● **EXERCISE DESCRIPTION**
Beginning with the line where "Target: chopped greens" appears, set down each line exactly until the records below end, and omit the pictures.

● **GIVEN INFORMATION**

>>

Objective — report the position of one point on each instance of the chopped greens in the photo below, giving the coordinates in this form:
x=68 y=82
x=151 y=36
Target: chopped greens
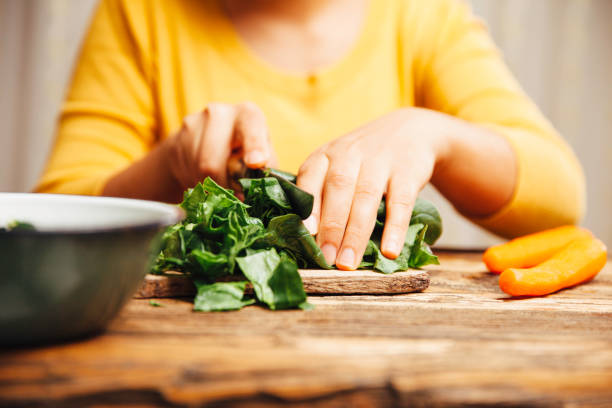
x=17 y=226
x=225 y=244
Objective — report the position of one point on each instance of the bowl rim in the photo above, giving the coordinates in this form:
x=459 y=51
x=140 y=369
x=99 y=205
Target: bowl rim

<<

● **TASK SOLUTION**
Target: chopped greens
x=17 y=226
x=225 y=244
Objective — report the position of one point on each instance of the bowl rim in the photo above, giving the coordinates in this form:
x=459 y=51
x=140 y=369
x=99 y=205
Target: bowl rim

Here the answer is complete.